__PASSAGE__

In Lake Wobegone there are 1+n firms. The first firm raises or lowers its price by a mean-zero random amount, e. The remaining n identical firms wait to see what the first firm has done, then raise their prices by B times the average expected inflation rate, or lower their prices by B times the average expected deflation rate.
In rational expectations equilibrium, the Lake Wobegone inflation rate p is determined by:
p = Bp[n/(n+1)] + e/(n+1)
Which gives us:
p = e/(n(1-B)+1)
If 0 < B < 1+(1/n) this equilibrium looks sensible. A positive random shock at the first firm causes positive inflation, but the effect gets smaller as n gets larger.
If B > 1+(1/n) this equilibrium looks strange. A positive random shock at the first firm causes negative inflation.
The first equilibrium is the standard equilibrium in a New Keynesian model, where the central bank follows the Howitt-Taylor principle, promising to raise the nominal interest rate by enough, if expected inflation rises above target, to make each firm want to raise its price by less than expected inflation.

__WHAT YOU NEED TO DO__
a) Render this sentence from the Lake Wobegone pricing passage in Spanish: "A positive random shock at the first firm causes negative inflation."
b) Carry on the Lake Wobegone pricing passage, starting after its final sentence.
The records have nothing to do with the Lake Wobegone pricing passage.

__INFORMATION PROVIDED__
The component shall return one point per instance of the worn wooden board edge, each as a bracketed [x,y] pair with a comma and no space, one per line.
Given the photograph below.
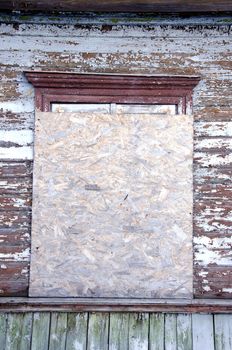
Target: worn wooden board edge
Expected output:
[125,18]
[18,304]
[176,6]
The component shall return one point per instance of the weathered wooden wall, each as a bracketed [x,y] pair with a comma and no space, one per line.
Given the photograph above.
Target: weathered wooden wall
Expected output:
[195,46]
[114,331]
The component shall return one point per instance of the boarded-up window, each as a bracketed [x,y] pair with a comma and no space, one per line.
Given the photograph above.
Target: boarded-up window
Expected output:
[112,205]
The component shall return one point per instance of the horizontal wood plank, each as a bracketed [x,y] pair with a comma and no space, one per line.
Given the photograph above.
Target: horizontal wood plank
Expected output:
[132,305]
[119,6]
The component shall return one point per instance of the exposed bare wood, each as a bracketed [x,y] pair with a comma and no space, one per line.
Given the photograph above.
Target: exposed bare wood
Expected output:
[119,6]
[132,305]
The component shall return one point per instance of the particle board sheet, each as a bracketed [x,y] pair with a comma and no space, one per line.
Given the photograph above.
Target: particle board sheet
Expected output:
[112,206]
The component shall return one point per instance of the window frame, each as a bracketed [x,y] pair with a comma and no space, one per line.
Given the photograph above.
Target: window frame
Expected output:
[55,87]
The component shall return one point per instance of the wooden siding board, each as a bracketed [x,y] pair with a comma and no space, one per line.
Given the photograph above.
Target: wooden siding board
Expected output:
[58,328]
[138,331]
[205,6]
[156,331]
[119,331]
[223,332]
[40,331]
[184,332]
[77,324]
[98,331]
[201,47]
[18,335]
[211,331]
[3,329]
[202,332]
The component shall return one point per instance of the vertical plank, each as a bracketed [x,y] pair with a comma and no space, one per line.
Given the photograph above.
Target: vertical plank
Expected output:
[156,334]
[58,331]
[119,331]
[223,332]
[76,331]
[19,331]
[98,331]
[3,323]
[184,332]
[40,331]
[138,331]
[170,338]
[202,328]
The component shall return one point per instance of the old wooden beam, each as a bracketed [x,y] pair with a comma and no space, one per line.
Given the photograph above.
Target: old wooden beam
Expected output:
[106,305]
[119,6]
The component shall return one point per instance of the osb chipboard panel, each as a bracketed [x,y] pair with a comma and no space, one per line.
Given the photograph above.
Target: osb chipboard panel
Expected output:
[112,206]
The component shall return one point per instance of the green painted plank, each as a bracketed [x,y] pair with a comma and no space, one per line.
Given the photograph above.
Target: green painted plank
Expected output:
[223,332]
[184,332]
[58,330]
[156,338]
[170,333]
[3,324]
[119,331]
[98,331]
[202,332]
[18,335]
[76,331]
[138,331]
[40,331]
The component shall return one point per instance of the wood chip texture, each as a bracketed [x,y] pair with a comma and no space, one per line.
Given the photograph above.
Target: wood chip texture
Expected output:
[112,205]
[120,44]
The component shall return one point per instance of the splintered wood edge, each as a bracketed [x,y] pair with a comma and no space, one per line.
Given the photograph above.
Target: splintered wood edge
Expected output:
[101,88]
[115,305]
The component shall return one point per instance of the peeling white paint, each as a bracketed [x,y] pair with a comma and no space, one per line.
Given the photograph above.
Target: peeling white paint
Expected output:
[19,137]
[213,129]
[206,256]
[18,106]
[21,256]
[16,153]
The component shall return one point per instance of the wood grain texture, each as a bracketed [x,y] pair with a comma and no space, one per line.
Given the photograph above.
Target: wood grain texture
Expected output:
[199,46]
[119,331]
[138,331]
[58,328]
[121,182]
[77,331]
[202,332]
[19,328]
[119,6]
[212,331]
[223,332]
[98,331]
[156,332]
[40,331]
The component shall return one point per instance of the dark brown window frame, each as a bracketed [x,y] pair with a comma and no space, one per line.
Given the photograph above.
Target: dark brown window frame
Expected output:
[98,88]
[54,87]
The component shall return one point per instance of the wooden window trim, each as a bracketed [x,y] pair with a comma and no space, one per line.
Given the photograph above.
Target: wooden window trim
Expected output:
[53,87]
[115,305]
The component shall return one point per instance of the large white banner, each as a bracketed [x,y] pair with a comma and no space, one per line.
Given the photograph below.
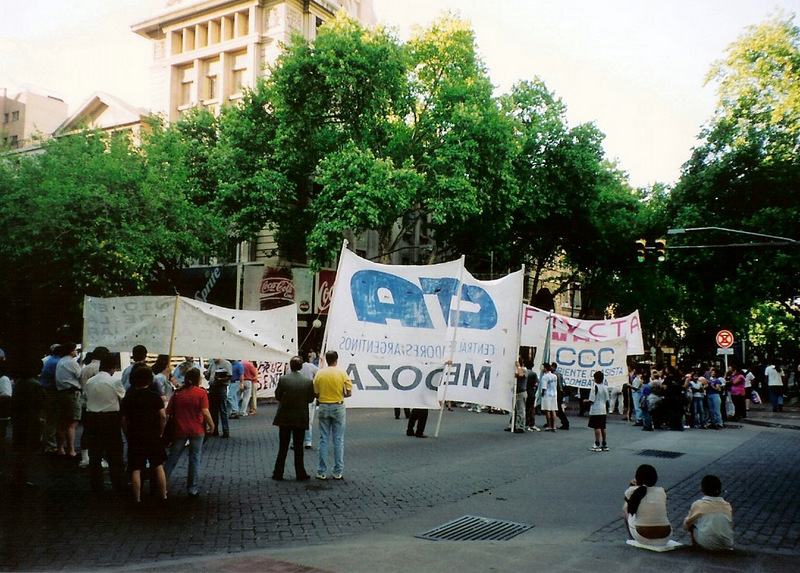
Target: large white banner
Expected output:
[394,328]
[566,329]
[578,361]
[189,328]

__RESPONSE LIST__
a) Un shock aleatorio positivo en la primera empresa provoca una inflación negativa.

b)
That second equilibrium is the Neo-Fisherian equilibrium in a New Keynesian model, where the central bank holds the nominal interest rate fixed at the (real) natural rate of interest, so if expected inflation rises above target, each firm wants to raise its price by more than expected inflation.
Empirically, that second equilibrium doesn't look very plausible to me. When the government raises taxes on smokes, for example, we normally see a small temporary increase in inflation, not a decrease.
How about if the UK increased the VAT tax to reduce deficits? A transitory increase followed by an expected decrease due to reduced demand, depending on time scale?
Posted by: Lord | October 06, 2015 at 07:40 PM
Lord: fair point. The Canadian VAT (GST) was a cleaner example, since it was approximately revenue neutral.
Posted by: Nick Rowe | October 06, 2015 at 07:48 PM
But is this a comment on the relevance of the model or a policy prescription? Is it saying "the Central Bank should not target interest rates" or is it saying "look, if I tweak the usual assumption about your monetary rule, this model produces nonsense, hence it's not a good model"? Or both (which would need some kind of auxiliary argument)?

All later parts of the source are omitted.